-- PROBLEM STATEMENT --
The entries below contain a line with "Task: Indicate the open" and a line with "Task: Indicate the staircase". Retype exactly everything from the first down to the second, both included, and nothing else.
Start of RECORDS FOR THIS TASK
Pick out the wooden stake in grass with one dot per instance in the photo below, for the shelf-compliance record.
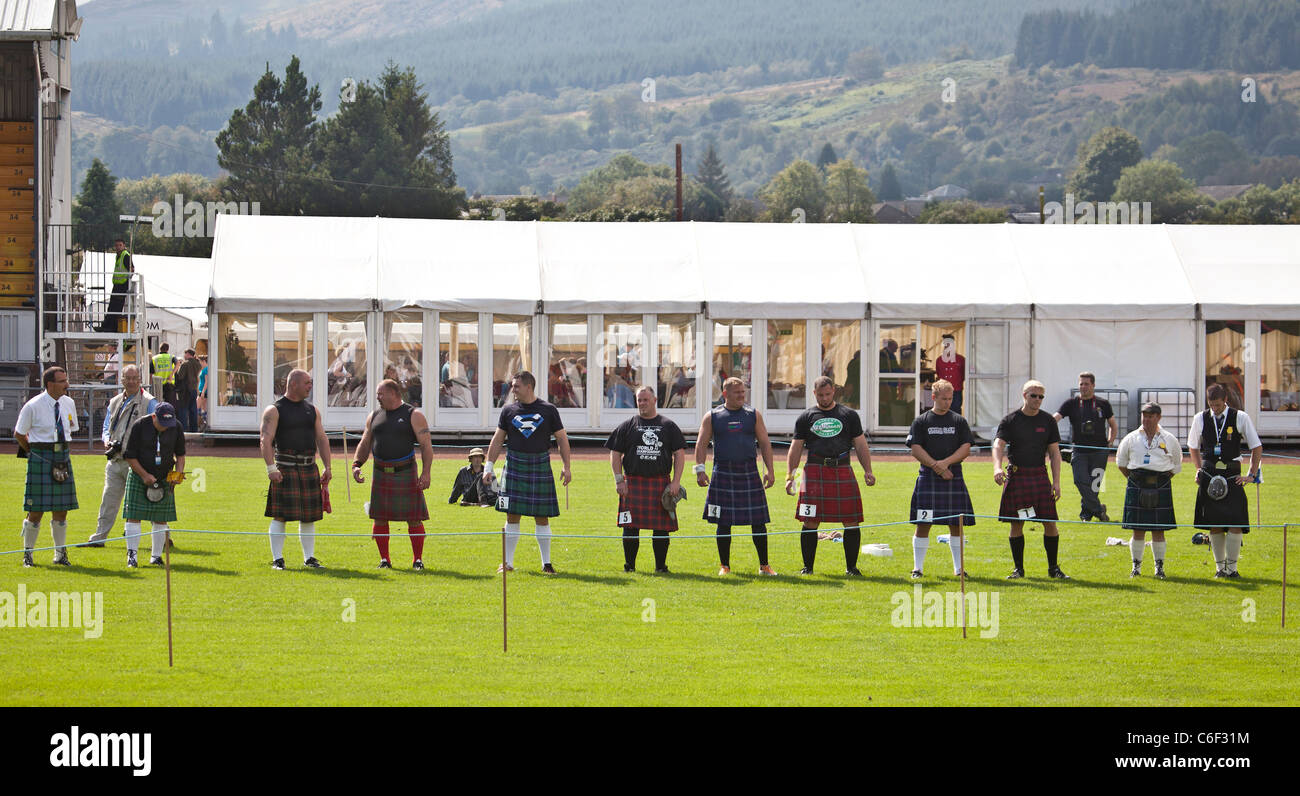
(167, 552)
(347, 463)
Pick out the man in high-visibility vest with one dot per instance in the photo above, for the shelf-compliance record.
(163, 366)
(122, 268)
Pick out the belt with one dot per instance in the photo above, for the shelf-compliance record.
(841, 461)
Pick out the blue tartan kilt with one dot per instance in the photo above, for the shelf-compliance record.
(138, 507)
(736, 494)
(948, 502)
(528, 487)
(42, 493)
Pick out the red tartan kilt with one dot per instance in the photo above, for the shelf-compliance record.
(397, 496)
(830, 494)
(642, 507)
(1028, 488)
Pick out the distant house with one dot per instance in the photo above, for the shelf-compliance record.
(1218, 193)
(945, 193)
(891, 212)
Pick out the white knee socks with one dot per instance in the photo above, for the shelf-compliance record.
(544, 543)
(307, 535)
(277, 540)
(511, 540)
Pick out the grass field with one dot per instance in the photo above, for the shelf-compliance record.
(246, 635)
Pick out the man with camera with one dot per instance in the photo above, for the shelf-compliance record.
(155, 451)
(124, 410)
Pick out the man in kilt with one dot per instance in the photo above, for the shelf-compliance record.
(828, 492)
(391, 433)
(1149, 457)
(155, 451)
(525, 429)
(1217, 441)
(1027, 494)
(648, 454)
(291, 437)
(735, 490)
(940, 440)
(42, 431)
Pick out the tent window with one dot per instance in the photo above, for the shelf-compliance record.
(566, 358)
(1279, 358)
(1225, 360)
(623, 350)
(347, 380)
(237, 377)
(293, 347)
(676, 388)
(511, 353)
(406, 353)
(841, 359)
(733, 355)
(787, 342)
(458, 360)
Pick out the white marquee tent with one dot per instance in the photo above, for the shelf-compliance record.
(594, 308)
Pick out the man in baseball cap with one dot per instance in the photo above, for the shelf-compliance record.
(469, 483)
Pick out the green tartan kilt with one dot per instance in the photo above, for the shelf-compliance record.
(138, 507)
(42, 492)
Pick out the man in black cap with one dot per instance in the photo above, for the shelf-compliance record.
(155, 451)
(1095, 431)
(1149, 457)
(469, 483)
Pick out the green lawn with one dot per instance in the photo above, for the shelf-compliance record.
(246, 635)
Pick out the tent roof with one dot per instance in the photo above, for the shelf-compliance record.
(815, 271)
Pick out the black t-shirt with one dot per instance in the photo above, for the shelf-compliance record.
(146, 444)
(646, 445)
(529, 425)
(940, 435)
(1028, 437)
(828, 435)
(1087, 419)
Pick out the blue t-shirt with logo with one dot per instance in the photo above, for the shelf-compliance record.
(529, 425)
End of RECORDS FOR THIS TASK
Start of RECORDS FOR THIS TASK
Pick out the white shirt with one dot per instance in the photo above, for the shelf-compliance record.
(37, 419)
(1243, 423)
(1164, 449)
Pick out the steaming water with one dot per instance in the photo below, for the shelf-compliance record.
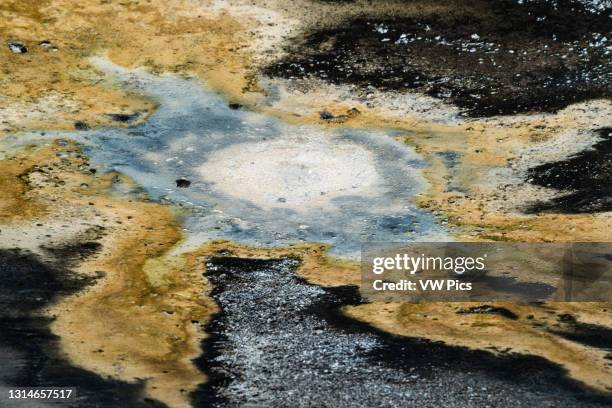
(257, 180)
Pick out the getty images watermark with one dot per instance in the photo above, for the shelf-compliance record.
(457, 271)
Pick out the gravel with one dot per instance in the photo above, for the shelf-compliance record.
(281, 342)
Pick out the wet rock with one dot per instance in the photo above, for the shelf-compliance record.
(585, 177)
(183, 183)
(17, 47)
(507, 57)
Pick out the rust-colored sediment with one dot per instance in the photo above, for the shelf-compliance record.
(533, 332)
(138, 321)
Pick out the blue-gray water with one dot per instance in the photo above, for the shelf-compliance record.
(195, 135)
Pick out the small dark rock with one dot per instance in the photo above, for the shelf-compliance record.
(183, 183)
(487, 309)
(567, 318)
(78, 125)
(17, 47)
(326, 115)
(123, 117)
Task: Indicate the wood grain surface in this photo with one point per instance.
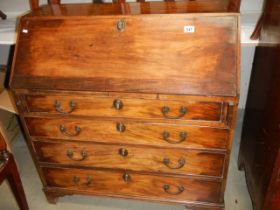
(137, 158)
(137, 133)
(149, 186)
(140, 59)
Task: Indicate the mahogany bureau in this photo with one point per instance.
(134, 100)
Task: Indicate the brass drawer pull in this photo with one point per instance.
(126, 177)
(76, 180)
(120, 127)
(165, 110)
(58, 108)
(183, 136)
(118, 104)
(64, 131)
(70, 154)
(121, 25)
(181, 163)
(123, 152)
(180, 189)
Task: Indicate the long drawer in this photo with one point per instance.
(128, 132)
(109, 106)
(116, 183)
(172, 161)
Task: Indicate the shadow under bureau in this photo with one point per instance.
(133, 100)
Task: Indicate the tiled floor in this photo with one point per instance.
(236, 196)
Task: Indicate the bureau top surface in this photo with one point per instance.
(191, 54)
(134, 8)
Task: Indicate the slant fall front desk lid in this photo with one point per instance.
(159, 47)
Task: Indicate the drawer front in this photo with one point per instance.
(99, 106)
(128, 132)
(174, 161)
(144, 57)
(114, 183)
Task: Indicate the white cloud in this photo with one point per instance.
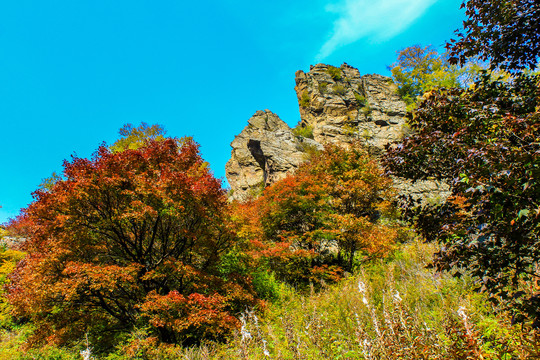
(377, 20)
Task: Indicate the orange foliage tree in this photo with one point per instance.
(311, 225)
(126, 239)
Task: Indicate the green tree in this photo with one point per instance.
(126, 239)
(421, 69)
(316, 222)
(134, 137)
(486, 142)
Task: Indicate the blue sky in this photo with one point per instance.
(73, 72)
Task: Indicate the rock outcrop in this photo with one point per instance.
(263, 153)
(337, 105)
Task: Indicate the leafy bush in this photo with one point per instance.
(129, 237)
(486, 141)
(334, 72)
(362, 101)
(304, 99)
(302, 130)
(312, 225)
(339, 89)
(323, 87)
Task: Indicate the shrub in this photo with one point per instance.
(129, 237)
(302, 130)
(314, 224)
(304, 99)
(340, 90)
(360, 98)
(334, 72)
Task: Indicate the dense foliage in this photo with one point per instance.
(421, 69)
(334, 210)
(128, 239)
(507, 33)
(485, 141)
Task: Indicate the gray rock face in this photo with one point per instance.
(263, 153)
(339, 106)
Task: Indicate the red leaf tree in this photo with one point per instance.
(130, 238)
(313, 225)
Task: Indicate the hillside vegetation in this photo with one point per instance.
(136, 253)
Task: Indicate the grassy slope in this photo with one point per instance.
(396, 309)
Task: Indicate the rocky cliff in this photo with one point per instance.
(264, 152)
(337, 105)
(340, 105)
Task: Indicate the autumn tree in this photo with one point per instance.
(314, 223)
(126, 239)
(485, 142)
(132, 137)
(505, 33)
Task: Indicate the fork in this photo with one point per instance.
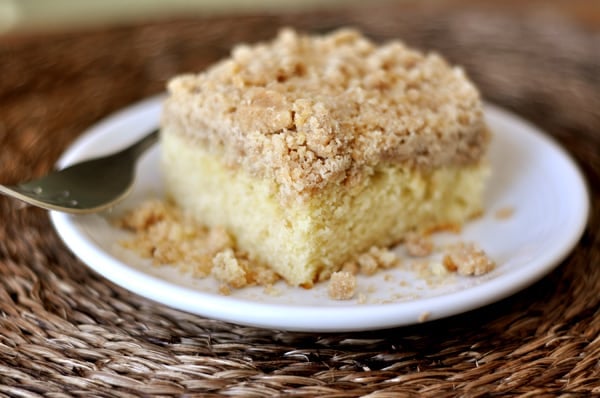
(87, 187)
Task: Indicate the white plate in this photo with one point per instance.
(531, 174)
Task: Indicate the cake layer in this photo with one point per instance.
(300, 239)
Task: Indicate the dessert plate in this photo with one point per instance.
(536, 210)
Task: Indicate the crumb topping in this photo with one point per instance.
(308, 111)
End of RECORDS FOR THIS TASK
Start of RECORDS FOR THIS TASK
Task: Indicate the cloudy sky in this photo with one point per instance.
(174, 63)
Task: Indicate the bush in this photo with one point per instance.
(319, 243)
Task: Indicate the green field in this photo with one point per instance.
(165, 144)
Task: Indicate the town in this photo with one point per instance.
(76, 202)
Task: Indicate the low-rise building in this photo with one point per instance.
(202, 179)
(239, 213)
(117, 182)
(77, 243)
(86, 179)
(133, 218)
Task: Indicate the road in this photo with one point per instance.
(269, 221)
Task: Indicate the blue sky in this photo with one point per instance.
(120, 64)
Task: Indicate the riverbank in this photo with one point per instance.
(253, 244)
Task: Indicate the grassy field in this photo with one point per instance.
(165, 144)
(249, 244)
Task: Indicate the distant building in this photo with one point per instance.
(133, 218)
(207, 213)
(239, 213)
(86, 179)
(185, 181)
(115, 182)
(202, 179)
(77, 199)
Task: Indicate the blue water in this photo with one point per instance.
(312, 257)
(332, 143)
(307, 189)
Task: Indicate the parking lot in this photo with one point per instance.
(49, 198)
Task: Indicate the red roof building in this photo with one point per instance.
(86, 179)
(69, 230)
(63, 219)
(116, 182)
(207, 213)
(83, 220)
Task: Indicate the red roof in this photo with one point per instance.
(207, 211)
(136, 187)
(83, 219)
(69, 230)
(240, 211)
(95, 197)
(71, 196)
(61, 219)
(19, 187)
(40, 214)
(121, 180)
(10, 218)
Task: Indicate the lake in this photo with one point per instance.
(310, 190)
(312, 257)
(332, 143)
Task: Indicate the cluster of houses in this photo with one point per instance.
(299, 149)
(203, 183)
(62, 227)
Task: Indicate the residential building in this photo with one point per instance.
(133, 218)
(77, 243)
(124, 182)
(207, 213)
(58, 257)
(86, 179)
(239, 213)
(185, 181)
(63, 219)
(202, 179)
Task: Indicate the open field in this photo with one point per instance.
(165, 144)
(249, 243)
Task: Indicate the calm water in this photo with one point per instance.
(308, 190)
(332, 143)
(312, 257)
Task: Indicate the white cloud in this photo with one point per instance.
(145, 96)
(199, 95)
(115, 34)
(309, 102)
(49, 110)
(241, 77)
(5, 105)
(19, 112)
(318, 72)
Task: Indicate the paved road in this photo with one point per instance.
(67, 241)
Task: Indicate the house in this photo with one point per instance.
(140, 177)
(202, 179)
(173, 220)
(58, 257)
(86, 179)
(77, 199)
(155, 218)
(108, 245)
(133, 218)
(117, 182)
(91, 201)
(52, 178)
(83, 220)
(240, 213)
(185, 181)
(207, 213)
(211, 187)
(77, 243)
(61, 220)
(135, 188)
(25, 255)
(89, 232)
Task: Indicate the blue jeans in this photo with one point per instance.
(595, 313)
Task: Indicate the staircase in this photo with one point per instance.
End of RECORDS FOR THIS TASK
-- RESPONSE BOX --
Task: Indicate the open field in this photo with one point per instance.
(165, 144)
(249, 243)
Task: Indicate the calm water in this photo with one point per instance.
(308, 190)
(332, 143)
(312, 257)
Task: Indicate the white cloud in this photo with one point per instance.
(145, 96)
(199, 95)
(115, 34)
(309, 102)
(49, 110)
(241, 77)
(5, 105)
(19, 112)
(318, 72)
Task: Indicate the paved road in this photo with one point per instance.
(67, 241)
Task: Indicate the house in this photo with one point per instance.
(140, 177)
(202, 179)
(173, 220)
(58, 257)
(86, 179)
(77, 199)
(155, 218)
(108, 245)
(133, 218)
(117, 182)
(91, 201)
(52, 178)
(83, 220)
(240, 213)
(185, 181)
(207, 213)
(211, 187)
(77, 243)
(61, 220)
(135, 188)
(25, 255)
(89, 232)
Task: Indicate the blue jeans in this photo with one point per instance.
(595, 313)
Task: Indicate the staircase in this photo with one point per instance.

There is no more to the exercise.